_EXERCISE DATA_
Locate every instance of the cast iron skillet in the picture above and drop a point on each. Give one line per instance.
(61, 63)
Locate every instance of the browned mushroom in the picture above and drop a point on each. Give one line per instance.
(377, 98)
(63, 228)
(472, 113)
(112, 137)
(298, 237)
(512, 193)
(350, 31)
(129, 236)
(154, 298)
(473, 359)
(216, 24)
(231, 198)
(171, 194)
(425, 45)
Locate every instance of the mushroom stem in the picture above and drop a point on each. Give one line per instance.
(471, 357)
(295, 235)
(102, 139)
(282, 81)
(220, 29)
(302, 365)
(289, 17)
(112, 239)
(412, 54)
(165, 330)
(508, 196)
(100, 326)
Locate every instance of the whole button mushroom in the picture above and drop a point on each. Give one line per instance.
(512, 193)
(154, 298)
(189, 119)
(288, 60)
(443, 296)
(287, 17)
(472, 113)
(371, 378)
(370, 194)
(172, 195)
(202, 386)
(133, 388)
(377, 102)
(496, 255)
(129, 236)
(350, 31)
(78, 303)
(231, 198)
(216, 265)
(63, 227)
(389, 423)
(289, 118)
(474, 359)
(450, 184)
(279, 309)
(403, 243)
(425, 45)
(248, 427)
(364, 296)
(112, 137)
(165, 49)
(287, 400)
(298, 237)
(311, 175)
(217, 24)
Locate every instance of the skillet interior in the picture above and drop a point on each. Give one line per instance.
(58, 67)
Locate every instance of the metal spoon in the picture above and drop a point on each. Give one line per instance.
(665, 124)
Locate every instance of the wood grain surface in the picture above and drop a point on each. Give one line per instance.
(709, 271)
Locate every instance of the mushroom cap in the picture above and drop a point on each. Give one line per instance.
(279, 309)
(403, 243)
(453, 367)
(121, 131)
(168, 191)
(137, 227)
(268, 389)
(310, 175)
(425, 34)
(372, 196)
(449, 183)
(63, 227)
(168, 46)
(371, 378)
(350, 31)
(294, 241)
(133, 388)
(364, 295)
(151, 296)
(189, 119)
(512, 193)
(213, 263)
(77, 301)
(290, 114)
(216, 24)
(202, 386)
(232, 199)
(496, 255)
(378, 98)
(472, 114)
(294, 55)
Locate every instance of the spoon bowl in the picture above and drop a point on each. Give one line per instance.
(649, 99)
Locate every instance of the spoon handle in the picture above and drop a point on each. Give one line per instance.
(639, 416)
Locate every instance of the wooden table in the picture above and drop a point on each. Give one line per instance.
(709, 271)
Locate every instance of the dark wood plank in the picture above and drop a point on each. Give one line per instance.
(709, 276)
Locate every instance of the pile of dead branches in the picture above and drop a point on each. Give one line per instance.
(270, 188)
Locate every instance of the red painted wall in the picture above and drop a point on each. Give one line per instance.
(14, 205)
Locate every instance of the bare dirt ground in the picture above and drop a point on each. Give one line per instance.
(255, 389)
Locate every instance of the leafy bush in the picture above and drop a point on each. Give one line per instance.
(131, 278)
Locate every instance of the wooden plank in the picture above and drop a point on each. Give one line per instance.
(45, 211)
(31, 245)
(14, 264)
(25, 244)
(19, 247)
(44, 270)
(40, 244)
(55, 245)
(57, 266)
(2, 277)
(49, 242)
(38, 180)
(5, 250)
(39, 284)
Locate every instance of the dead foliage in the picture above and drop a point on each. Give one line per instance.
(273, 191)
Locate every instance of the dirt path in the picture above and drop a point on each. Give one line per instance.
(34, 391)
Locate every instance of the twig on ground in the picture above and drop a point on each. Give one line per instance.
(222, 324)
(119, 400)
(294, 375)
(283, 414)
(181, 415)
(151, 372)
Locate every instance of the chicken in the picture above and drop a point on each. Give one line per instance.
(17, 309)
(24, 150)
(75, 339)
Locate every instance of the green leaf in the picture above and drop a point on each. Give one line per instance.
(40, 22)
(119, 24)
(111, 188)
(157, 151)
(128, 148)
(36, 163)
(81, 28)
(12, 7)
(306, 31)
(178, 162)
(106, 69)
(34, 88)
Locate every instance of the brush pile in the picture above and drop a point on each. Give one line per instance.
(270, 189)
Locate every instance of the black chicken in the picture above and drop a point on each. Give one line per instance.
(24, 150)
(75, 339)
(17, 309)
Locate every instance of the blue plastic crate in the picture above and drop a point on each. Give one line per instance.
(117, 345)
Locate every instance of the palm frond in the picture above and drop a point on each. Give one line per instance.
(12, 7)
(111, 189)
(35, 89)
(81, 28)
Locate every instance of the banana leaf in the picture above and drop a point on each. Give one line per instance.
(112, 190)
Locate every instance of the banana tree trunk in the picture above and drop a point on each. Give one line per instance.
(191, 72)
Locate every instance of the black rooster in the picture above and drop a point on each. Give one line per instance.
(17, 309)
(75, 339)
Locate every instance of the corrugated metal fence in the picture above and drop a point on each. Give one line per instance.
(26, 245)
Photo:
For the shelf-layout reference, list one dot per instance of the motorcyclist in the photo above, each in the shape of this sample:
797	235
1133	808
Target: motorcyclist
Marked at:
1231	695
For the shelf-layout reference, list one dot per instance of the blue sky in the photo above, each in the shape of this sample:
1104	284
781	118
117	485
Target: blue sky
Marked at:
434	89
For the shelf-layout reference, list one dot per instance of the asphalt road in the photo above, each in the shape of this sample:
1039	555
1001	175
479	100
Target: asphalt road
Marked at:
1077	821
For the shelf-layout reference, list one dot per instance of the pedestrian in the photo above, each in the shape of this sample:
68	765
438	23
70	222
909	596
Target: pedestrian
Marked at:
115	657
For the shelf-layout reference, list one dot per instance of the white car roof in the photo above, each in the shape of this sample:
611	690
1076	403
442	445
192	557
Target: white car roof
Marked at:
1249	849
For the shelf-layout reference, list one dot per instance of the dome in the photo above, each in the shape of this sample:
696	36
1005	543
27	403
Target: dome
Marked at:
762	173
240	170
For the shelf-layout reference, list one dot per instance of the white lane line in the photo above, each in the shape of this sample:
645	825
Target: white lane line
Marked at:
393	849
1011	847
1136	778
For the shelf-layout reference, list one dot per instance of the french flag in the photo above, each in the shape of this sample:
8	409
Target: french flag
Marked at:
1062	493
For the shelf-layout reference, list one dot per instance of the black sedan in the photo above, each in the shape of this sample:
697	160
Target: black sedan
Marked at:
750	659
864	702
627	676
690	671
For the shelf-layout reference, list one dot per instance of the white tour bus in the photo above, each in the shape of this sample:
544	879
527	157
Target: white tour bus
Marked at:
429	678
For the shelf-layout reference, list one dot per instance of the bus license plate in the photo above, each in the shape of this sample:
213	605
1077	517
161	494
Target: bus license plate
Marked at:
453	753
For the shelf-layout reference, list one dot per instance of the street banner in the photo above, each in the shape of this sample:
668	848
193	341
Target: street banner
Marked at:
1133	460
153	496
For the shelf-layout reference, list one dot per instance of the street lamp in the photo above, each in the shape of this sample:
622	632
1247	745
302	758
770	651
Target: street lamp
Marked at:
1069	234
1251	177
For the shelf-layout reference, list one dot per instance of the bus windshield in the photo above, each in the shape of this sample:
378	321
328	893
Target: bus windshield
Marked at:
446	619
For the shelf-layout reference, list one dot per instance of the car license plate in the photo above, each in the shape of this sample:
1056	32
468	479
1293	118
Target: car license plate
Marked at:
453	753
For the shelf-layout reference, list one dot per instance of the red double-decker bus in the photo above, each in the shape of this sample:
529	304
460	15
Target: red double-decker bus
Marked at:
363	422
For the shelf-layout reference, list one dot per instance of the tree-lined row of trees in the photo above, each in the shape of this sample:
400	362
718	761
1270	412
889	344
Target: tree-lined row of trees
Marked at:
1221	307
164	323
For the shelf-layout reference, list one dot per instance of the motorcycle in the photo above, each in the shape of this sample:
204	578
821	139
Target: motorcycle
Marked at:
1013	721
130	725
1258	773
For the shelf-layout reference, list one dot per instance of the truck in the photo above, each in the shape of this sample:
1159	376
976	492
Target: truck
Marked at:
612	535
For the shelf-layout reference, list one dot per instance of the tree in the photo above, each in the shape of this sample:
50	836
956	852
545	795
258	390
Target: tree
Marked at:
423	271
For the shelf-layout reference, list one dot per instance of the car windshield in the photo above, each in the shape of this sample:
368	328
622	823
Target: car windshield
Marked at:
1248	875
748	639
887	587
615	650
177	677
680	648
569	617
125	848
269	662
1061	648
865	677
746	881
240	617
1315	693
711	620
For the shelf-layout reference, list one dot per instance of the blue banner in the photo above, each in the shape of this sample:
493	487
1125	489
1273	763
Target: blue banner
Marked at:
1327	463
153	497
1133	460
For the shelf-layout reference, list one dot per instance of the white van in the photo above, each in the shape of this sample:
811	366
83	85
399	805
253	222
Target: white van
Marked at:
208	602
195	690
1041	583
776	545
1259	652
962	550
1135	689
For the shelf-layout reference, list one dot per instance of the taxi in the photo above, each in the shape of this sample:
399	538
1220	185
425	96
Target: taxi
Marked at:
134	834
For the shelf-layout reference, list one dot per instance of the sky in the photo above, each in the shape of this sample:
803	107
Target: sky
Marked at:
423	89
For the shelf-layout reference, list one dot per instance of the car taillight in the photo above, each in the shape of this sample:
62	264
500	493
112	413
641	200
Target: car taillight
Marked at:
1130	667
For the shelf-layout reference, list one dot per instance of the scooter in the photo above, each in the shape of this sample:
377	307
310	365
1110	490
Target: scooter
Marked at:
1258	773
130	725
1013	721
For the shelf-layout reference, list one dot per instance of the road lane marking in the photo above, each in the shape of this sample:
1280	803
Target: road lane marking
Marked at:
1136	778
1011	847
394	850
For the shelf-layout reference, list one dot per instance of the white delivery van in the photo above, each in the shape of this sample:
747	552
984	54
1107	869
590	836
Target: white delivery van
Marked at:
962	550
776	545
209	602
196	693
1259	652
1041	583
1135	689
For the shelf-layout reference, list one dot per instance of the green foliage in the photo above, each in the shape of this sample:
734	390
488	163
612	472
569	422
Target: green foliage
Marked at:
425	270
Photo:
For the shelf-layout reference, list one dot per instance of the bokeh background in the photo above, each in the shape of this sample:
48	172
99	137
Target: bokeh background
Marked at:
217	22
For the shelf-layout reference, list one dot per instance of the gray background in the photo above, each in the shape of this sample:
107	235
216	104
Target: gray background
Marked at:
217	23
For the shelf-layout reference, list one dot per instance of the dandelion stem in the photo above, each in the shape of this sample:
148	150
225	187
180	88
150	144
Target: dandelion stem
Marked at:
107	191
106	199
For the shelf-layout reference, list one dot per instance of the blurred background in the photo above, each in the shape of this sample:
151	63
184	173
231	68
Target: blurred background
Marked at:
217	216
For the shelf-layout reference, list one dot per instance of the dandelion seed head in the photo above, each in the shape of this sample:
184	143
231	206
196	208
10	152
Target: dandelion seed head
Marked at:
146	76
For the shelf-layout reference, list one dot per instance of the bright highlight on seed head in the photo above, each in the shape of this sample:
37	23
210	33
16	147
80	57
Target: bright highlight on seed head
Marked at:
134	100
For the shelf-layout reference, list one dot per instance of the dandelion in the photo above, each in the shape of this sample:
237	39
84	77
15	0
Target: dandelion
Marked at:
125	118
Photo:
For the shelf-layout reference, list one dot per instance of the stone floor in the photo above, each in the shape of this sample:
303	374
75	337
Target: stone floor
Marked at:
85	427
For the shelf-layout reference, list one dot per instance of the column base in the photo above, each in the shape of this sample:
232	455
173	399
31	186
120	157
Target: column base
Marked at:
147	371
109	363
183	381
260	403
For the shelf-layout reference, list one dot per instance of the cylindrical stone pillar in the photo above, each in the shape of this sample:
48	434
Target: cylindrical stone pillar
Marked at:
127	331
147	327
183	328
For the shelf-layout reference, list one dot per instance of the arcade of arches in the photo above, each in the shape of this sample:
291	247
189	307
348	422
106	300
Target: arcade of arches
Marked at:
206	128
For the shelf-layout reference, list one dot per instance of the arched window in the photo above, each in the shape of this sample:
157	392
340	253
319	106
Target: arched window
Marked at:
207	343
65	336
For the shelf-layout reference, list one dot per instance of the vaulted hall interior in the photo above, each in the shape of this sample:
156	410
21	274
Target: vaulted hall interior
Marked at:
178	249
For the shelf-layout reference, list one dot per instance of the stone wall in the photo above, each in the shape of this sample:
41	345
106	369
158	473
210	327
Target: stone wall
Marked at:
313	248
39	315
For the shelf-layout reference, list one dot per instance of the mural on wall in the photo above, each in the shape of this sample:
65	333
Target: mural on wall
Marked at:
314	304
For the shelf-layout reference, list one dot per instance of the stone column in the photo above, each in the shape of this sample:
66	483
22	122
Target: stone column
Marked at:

_PROBLEM DETAILS_
Every line above that includes the word "dandelion" should be listed.

_RESPONSE TO THIS EXERCISE_
For the shelf-layout reference, list one dot per instance of the dandelion stem in the photo above, each in the shape of this sample:
Target: dandelion stem
For the shelf-layout reference, list one dot per instance of the dandelion seed head in the photo above, each in the shape of this sample:
Target: dandelion seed head
For the shelf-layout reference, list one dot per instance of the dandelion in the photo above, each in the shape of this sample:
Target: dandelion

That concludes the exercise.